(Records)
= = = =

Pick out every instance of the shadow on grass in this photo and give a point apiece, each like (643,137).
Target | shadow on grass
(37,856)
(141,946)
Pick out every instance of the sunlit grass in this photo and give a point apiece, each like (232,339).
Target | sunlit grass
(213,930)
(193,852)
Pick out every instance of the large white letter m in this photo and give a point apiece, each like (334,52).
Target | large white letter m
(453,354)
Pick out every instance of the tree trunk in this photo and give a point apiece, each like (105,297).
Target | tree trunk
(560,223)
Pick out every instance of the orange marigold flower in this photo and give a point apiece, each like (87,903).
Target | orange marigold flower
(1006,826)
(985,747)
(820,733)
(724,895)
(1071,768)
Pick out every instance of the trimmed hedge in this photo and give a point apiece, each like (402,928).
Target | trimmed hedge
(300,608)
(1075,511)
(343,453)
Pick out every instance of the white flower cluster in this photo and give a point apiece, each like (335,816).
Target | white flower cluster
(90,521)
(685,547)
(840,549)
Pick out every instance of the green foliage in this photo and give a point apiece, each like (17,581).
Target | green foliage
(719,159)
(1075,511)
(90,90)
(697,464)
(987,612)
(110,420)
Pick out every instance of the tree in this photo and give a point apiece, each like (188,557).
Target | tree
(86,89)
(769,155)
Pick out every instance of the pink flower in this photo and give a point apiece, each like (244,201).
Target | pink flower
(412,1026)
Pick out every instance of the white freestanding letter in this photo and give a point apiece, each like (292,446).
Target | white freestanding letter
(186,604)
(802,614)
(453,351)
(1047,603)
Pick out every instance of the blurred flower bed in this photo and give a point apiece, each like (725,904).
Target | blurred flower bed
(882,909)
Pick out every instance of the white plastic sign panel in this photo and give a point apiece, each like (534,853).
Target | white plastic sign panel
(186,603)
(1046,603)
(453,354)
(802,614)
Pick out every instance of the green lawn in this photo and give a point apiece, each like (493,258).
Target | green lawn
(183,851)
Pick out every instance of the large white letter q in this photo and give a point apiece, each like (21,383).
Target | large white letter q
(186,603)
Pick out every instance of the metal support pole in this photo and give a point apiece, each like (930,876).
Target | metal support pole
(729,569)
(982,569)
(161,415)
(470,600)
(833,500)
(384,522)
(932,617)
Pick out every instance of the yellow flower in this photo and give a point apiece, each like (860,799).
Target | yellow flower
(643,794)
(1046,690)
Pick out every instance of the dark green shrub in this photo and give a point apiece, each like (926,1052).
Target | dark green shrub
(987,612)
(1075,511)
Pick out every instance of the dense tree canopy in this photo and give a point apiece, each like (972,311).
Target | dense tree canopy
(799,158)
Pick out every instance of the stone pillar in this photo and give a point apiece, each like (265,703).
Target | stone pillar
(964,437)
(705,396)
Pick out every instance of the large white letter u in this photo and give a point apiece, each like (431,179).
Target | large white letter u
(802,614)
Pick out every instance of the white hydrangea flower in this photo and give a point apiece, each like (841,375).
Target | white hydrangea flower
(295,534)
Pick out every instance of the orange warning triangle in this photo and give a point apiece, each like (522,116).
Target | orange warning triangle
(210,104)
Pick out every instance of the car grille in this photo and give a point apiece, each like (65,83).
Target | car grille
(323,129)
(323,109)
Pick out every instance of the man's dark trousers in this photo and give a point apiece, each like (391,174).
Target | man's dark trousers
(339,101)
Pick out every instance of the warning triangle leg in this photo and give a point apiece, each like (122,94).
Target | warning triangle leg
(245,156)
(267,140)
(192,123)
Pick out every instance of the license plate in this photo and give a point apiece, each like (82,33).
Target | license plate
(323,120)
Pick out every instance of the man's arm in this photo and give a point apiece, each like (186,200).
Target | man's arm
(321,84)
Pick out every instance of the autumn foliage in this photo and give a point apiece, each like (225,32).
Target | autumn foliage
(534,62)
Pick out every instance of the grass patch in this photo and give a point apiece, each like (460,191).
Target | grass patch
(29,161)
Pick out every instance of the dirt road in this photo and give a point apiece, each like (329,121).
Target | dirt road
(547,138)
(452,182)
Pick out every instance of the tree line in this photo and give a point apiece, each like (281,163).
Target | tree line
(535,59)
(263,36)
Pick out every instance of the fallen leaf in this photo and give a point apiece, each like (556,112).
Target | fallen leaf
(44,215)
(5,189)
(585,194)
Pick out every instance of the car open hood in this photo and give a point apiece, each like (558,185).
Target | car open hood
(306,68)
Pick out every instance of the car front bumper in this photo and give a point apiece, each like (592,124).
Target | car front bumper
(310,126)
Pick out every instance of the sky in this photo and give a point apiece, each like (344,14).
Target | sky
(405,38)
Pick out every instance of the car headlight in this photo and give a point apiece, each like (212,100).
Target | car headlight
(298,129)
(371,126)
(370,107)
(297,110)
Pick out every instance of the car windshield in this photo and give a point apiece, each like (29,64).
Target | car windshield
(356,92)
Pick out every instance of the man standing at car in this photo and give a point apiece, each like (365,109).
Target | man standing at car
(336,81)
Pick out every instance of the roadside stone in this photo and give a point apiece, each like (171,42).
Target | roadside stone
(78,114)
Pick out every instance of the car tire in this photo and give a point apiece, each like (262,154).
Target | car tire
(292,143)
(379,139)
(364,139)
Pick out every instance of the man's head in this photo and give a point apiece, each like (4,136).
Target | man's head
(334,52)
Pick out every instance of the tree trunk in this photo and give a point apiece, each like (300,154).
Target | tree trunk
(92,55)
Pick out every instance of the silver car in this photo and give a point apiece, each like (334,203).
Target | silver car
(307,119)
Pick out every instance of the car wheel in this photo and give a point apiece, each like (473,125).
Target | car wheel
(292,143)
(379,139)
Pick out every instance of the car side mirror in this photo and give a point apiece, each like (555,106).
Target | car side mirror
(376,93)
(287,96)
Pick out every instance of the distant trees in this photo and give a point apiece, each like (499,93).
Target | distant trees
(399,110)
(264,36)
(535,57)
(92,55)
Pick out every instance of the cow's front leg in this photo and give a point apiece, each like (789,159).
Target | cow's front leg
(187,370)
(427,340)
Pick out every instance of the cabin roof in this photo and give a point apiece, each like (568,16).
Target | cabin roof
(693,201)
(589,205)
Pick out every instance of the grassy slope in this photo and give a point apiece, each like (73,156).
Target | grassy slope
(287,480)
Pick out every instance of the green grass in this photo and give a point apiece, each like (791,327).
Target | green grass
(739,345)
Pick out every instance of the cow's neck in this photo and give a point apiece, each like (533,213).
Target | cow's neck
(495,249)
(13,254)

= = = =

Task statement → Extract all of the data shown above and repeat it verbatim.

Answer to this problem →
Pick out every instance of the shadow on grass in this photo and give a point apiece, each like (643,137).
Target | shadow on grass
(37,856)
(141,946)
Pick out every instance of the sunlit grass in this photo and give a point apiece, each like (232,339).
Target | sunlit grass
(213,930)
(193,852)
Pick out every instance of the large white letter m in this photo and give a point apiece, each like (334,52).
Target | large white letter m
(453,354)
Pick out every instance of the tree trunk in this photo and give a point apiece, each like (105,297).
Target | tree trunk
(560,223)
Pick out every instance of the orange marigold flower in this photo and give a point apiece, each like (87,903).
Target | orange marigold flower
(1006,826)
(985,747)
(820,733)
(724,895)
(1071,768)
Pick out every instance of the trimmed hedge in this photo and give a point apiece, each like (402,928).
Target | trimmed hedge
(300,608)
(1075,511)
(343,453)
Pick out every instance of the white flower cluster in this photo and give a point apiece, each like (335,816).
Target | white flower cluster
(90,521)
(685,547)
(840,549)
Pick out every instance of the green foliage in this photo and give a point apiece, each like (17,581).
Target | green foliage
(719,159)
(1075,511)
(90,90)
(697,464)
(987,612)
(110,420)
Pick out every instance of the tree in this photo and give a point apiece, each like (188,557).
Target | tree
(86,89)
(769,155)
Pick out every instance of the pink flower in this photo and give a point apiece, each like (244,201).
Target | pink flower
(412,1026)
Pick out every instance of the white freestanding letter in this photo and give a point apiece, each like (292,446).
Target | white freestanding letter
(186,604)
(802,614)
(453,351)
(1047,603)
Pick out every instance of the blurred flower bed in this photo and give a point apiece, each like (725,904).
Target | blurred flower bed
(882,909)
Pick out every instance of the white plastic sign panel in this photo and give a point apiece, each like (534,853).
Target | white plastic sign panel
(186,603)
(1046,603)
(453,354)
(802,614)
Pick out every instance of the green lawn in this photo and give a point apiece, each like (493,258).
Target | green lawn
(183,851)
Pick out every instance of the large white letter q in this photo and give a point apiece, each like (21,383).
Target | large white letter q
(186,603)
Pick out every instance of the metal support pole in this photo and give a point apiece, each like (930,876).
Target | metal support pole
(729,569)
(982,569)
(161,415)
(470,600)
(833,500)
(384,522)
(932,617)
Pick out every instance of the yellow flower in this photo and give a point apiece, each like (860,799).
Target | yellow flower
(643,794)
(1046,690)
Pick out every instance of the dark green shrub in this photo and give a point apiece, each like (926,1052).
Target | dark green shrub
(987,612)
(1075,511)
Pick out every instance of the dense tree canopy in this photo and give a point apiece, each like (972,311).
Target | dense tree canopy
(799,158)
Pick out every instance of the stone pillar in this photo and give a point apiece, each like (265,703).
Target | stone pillar
(964,437)
(705,396)
Pick out every instance of the large white letter u in this photo and give a point apiece, each like (431,179).
Target | large white letter u
(802,614)
Pick out every instance of the white hydrangea flower in this photo and give a point apiece, each like (841,375).
Target | white hydrangea flower
(295,534)
Pick out every instance of the orange warning triangle in this photo and give a point apiece, each like (522,116).
Target | orange warning triangle
(210,104)
Pick out every instance of the car grille in this photo and give a point apiece, each like (65,83).
Target | car grille
(323,129)
(323,109)
Pick out every instance of the man's dark trousers in this photo and give a point apiece, each like (391,174).
Target | man's dark trousers
(339,101)
Pick out every instance of the warning triangle leg in this photo and give a point apiece, each like (122,94).
Target | warning triangle leg
(245,156)
(267,140)
(192,123)
Pick out every instance of the license plate in this photo and give a point apiece, each like (82,33).
Target | license plate
(323,120)
Pick out every instance of the man's arm in this photo and give a point apiece, each like (186,200).
Target | man's arm
(321,84)
Pick out every instance of the autumn foliage in this photo and give a point apiece, each like (225,32).
Target | autumn foliage
(534,62)
Pick out every instance of the grass patch in this photo and give a point apiece, each like (460,191).
Target | grass patch
(29,161)
Pick out every instance of the dirt road in this photo and give a point apiece, each like (329,121).
Target | dirt road
(547,138)
(452,182)
Pick out every instance of the tree line in this photo and give a point apiece, each like (281,163).
Target | tree line
(535,59)
(263,36)
Pick out every instance of the fallen leaf in this photo and give a point apiece, each like (556,112).
Target | fallen leaf
(44,215)
(5,189)
(585,194)
Pick out every instance of the car open hood in this photo and give a point apiece, each like (558,185).
Target | car open hood
(306,68)
Pick out every instance of the car front bumper in this photo and give a point apiece, each like (592,124).
Target | car front bumper
(310,126)
Pick out every instance of the sky in this photo and give a point apiece, each like (344,14).
Target | sky
(405,38)
Pick out every instance of the car headlight in this photo and give a point apiece, each like (212,100).
Target | car headlight
(298,129)
(371,126)
(370,107)
(297,110)
Pick out every instance of the car windshield in this photo and give a point apiece, each like (29,64).
Target | car windshield
(356,92)
Pick out every instance of the man standing at car in this photo and give a point apiece, each like (365,109).
Target | man standing at car
(336,81)
Pick out every instance of the roadside stone in this photo and give a point apiece, each like (171,42).
Target | roadside stone
(78,114)
Pick out every instance of the car tire in this photo and give a point apiece, each like (262,154).
Target | car tire
(292,143)
(379,139)
(364,139)
Pick out every instance of the man's head in this photo and give a point apiece, each like (4,136).
Target | man's head
(334,52)
Pick out every instance of the tree trunk in this photo and give a point apiece, each like (300,154).
Target | tree trunk
(92,55)
Pick out every instance of the silver car in this photo and give a point apiece, each like (334,203).
Target | silver car
(307,119)
Pick out every instance of the car wheel in this photo and give a point apiece, each like (473,125).
Target | car wheel
(292,143)
(379,139)
Pick out every instance of the car side mirror in this photo and give a point apiece, each like (555,106).
Target | car side mirror
(376,93)
(287,96)
Pick out every instance of the distant trees in this photo and give a point apiece, each like (499,93).
Target | distant trees
(399,110)
(264,36)
(535,57)
(92,55)
Pick out every instance of the cow's front leg in this photo and give a point apiece, each like (789,159).
Target | cow's front leg
(187,370)
(427,340)
Pick out every instance of the cabin roof in this photo and give a point apiece, each like (568,16).
Target | cabin roof
(693,201)
(589,205)
Pick out every instance of the grassy slope in this photo and give a point apiece, each like (73,156).
Target | grassy slope
(287,480)
Pick out every instance of the green grass in this photo and give a point apiece, each like (791,327).
Target | green grass
(739,345)
Pick out every instance of the cow's neck in this photo and give a point apiece, each like (533,213).
Target | cow's neck
(495,249)
(13,254)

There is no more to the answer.